DÉFI 1 => Recopiez mot pour mot un passage du texte sur la gestation pour autrui : commencez aux mots « L’enjeu pour l’Assemblée » et arrêtez-vous après « une protection illusoire. ».
DÉFI 2 =>
Répondez brièvement à partir du texte sur la gestation pour autrui :
(a) Quel est le numéro du document de la proposition de Résolution ?
(b) Quels pays sont cités comme ayant fait le choix de l'encadrement ?
(c) Combien d'États le Conseil de l'Europe regroupe-t-il ?
DÉFI 3 => Traduisez en anglais cette phrase du texte sur la gestation pour autrui : « Un tel protocole est une petite convention qui complète un traité sur un point particulier. »

TEXTE DE LA PAGE =>
+ + +

L’Assemblée Parlementaire du Conseil de l’Europe (APCE) a décidé d’inscrire à son ordre du jour une proposition de Résolution (Doc. 13562) portant sur les « Droits de l’homme et les questions éthiques liées à la gestation pour autrui ».
La proposition de Résolution introduite par des députés de divers partis déclare sans ambiguïté que « la gestation pour autrui porte atteinte à la dignité humaine de la femme enceinte, dont le corps et la fonction de procréation sont utilisés comme une marchandise » et « aux droits et à la dignité humaine de l’enfant, parce qu’elle a pour effet de faire du bébé un produit. » Elle invite l’Assemblée à examiner les liens de cette pratique « avec la santé génésique des femmes, la traite des êtres humains et les droits des enfants, et [à] réfléchir à des outils pour traiter ce problème. »
L’enjeu pour l’Assemblée sera de choisir entre l’interdiction et l’encadrement de cette pratique. En l’état, la proposition de Résolution est orientée vers l’interdiction totale en Europe, car l’expérience des pays qui ont fait le choix de l’encadrement (Grèce, Belgique, Royaume-Uni) montre que c’est une protection illusoire.
Une interdiction progressive de la GPA en Europe est encore possible, il faut pour cela une convention. Le Conseil de l’Europe – institution basée à Strasbourg et regroupant 47 Etats de l’Islande à Vladivostok – est un cadre approprié pour la préparation d’un tel traité ; en témoigne l’adoption des conventions européennes en matière d’adoption d’une part, sur les droits de l’homme et les biotechnologies (Convention d’Oviedo) d’autre part, dont certaines dispositions s’opposent à la GPA. La GPA pourrait aussi faire l’objet d’un protocole additionnel annexé à l’une de ces conventions. Un tel protocole est une petite convention qui complète un traité sur un point particulier. Une telle entreprise est difficile : elle exige de poursuivre la prise de conscience sur la réalité de la GPA, et, à l’Est, de s’opposer à un puissant intérêt financier et d’obtenir un engagement plus actif de l’église orthodoxe. Cette entreprise n’est pas impossible, car pour être adoptée, une convention ne requiert pas l’unanimité des Etats membres du Conseil de l’Europe: un groupe significatif de pays est suffisant. Ils s’engagent entre eux et ont valeur d’exemple.

+ + +

PARTIE DONNÉES =>
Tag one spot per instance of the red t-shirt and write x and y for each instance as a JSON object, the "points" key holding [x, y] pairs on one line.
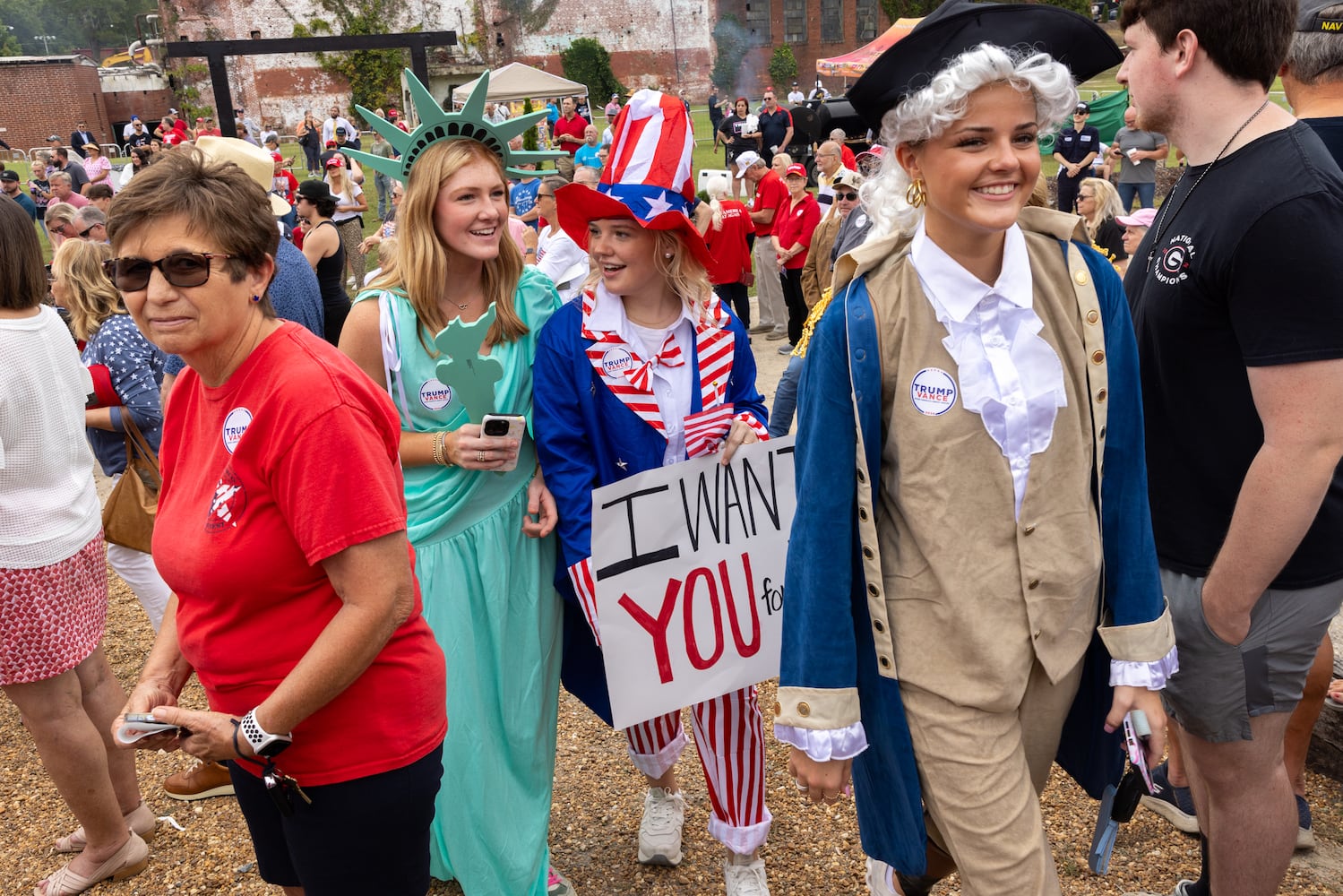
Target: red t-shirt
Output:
{"points": [[564, 126], [771, 193], [289, 462], [796, 226], [728, 245]]}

+ + +

RÉSULTAT ATTENDU 1 =>
L’enjeu pour l’Assemblée sera de choisir entre l’interdiction et l’encadrement de cette pratique. En l’état, la proposition de Résolution est orientée vers l’interdiction totale en Europe, car l’expérience des pays qui ont fait le choix de l’encadrement (Grèce, Belgique, Royaume-Uni) montre que c’est une protection illusoire.

RÉSULTAT ATTENDU 2 =>
(a) Doc. 13562
(b) La Grèce, la Belgique et le Royaume-Uni
(c) 47 États

RÉSULTAT ATTENDU 3 => Such a protocol is a small convention that supplements a treaty on a particular point.